Instruction — Update the listing below by replacing "pixel coordinates" with "x and y coordinates" wherever it appears, and leave every other word and line unchanged.

Data shown —
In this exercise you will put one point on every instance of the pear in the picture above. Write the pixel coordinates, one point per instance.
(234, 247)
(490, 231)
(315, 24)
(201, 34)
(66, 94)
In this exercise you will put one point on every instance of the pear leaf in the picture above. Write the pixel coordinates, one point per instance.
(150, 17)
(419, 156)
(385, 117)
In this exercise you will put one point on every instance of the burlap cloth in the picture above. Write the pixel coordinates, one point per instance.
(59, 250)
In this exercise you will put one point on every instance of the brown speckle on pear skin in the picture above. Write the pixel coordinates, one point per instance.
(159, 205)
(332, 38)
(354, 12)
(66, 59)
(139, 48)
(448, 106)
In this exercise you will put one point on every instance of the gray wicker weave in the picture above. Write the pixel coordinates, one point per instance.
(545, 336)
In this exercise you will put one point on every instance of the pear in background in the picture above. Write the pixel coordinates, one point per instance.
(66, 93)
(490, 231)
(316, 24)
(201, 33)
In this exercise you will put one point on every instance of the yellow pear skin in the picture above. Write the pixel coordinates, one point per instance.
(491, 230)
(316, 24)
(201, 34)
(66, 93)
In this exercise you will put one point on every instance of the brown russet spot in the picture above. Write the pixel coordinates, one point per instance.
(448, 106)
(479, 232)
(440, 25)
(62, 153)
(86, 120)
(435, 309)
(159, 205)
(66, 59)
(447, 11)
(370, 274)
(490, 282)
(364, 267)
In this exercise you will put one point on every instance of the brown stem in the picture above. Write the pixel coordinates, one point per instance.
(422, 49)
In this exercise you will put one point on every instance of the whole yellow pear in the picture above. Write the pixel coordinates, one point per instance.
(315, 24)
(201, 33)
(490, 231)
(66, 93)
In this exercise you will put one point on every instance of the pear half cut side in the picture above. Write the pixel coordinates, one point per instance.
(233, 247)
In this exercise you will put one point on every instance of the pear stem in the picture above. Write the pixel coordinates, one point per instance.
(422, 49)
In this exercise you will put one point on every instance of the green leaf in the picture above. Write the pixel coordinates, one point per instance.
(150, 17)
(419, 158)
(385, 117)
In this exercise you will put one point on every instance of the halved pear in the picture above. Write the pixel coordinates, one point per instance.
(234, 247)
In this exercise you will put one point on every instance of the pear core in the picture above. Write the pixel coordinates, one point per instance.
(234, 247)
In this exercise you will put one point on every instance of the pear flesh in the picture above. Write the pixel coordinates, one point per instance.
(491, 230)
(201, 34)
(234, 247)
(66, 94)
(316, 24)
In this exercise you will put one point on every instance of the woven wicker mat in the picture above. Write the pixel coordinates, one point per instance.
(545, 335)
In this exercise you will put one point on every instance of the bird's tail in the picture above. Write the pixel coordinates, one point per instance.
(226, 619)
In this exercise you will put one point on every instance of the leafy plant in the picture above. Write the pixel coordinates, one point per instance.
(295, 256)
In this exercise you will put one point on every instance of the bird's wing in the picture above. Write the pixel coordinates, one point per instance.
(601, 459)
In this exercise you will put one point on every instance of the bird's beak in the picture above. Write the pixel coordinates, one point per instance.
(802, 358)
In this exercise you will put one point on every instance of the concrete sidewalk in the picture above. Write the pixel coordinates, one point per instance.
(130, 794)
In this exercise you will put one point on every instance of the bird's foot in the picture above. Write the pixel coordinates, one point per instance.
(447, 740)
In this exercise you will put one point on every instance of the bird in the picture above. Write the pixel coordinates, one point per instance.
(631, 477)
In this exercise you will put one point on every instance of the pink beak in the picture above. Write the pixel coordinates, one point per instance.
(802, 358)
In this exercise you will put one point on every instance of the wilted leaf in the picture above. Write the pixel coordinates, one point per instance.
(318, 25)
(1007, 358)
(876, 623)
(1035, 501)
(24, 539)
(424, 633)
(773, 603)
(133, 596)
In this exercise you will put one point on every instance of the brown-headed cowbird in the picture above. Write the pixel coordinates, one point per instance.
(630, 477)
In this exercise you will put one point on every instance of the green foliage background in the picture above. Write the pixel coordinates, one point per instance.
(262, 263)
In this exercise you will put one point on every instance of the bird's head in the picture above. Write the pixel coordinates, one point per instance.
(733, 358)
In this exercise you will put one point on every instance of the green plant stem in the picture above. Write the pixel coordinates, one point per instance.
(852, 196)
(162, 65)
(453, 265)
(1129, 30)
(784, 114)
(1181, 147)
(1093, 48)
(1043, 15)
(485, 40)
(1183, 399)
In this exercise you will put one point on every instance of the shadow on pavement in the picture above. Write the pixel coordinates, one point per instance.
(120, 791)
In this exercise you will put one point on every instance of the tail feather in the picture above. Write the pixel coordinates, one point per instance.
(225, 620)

Answer —
In this exercise you will put one point on every instance of the pear in the picture above. Write the x and y coordinates, one point per instance.
(234, 247)
(490, 231)
(315, 24)
(201, 34)
(66, 94)
In this exercise you will put one point on every instance of the pear leaf in the picture above. Write the x and y coordinates, one point per instance.
(150, 17)
(419, 156)
(385, 117)
In this exercise you will put one point on every instance of the burlap cloth in the picture above. Write the x and y coordinates, one point per instance.
(59, 250)
In this exercise you will put one point on every instance of the brown speckle on pear skin in the picture above. Write the x and y coordinates, one point per instance.
(159, 205)
(332, 38)
(354, 12)
(66, 59)
(139, 48)
(448, 106)
In this exercise you will put one point on every instance of the gray wicker weave in the picture above. Write the x and y coordinates, one point per instance.
(545, 336)
In this exercise you will put one point on every instance of the pear in background in the picture above. Write the x and y coordinates, one point per instance.
(66, 93)
(490, 231)
(316, 24)
(201, 33)
In this exercise you will put one point on every instance of the yellow pear skin in the picture above. Write the x and y coordinates, one point per instance.
(491, 230)
(316, 24)
(201, 34)
(66, 93)
In this exercise you will put one point on every instance of the brown russet spot in the picture above. Write the x and y coordinates, one point per instance.
(448, 106)
(479, 232)
(440, 25)
(62, 153)
(86, 120)
(435, 309)
(159, 205)
(66, 59)
(447, 11)
(370, 274)
(490, 282)
(364, 267)
In this exercise you will put one point on every instance of the brown stem in the picture above. Write the x and y coordinates, one point per instance.
(422, 49)
In this exercise you will put one point on every instance of the whole yellow pear in the picture above. Write the x and y coordinates, one point per instance.
(315, 24)
(201, 33)
(490, 231)
(66, 93)
In this exercise you will put one point on every instance of the pear half cut side in the picture above. Write the x and y coordinates, one point per instance.
(233, 247)
In this exercise you will put one point on every instance of the pear stem in the picture above. Write the x and y coordinates, one point per instance.
(422, 49)
In this exercise you will put one point on every instance of the green leaf in the picture above. Write the x and y coordinates, one point per instance.
(150, 17)
(419, 158)
(385, 117)
In this exercise you will put one point on every instance of the halved pear in the picture above. Write the x and y coordinates, one point per instance.
(234, 247)
In this exercise you will put one point on every instance of the pear core in the picture above. Write the x and y coordinates, one point per instance.
(234, 247)
In this exercise you will put one point on every instance of the pear flesh in the picture above. Write the x and y coordinates, one point per instance.
(491, 230)
(201, 34)
(234, 247)
(66, 94)
(316, 24)
In this exercise you will put one point on every instance of the woven wicker mat in the picture above. Write the x and y coordinates, one point per instance.
(545, 335)
In this exercise you will put one point on every instance of the bird's tail in the picture above. Write the x and y coordinates, one point per instance.
(226, 619)
In this exercise you will put one point on every instance of the leafy plant in the picture above. Write the x and y coordinates, one point per instance.
(295, 256)
In this exercise you will put one point on every instance of the bird's wing in the picture above. Write the x and y coordinates, one point per instance.
(601, 459)
In this exercise you will put one point on every instance of the bird's beak in the picture above. Write the x and y coordinates, one point per instance.
(802, 358)
In this exercise you will put one point on every instance of the concrete sidewalk in the picture above. Write the x and y coordinates, one point per instance.
(130, 794)
In this exercise you will put one point on every instance of the bird's foot in the picture above. Write the x and y coordinates, one point per instance.
(447, 740)
In this exercise you will put one point on every instance of the bird in the picture above. Write the x and y coordinates, one point per instance.
(631, 477)
In this exercise you will put one point on every instance of the pink beak in the picture above. Write the x and y coordinates, one point per instance.
(802, 358)
In this exercise you will put one point on every instance of the wilted leaf in the picture above. Write the x and y coordinates, one point per instance.
(318, 25)
(1007, 358)
(876, 623)
(1035, 501)
(24, 539)
(424, 633)
(773, 603)
(133, 596)
In this exercise you will put one point on every instance of the brown-headed cowbird in the picture above. Write the x and y coordinates, one point per instance.
(630, 477)
In this exercise you will put one point on every instance of the green foliage background in the picture above. Write the x and y coordinates, one point per instance.
(262, 263)
In this exercise you will put one point on every instance of the bird's head in the picture above. Write the x and y coordinates, one point per instance.
(733, 358)
In this exercise you will put one point on every instance of the green plant stem in the picture above. Write the x and y coordinates, one point per instance.
(852, 196)
(162, 65)
(453, 265)
(1129, 30)
(784, 114)
(1181, 147)
(1093, 48)
(1043, 15)
(485, 40)
(1183, 399)
In this exercise you will put one point on every instance of the shadow on pavement in the picture above. Write the x and y coordinates, one point per instance.
(120, 791)
In this exercise you will put one point on every instance of the tail feather in the picture above. Write the x and y coordinates, one point per instance.
(225, 620)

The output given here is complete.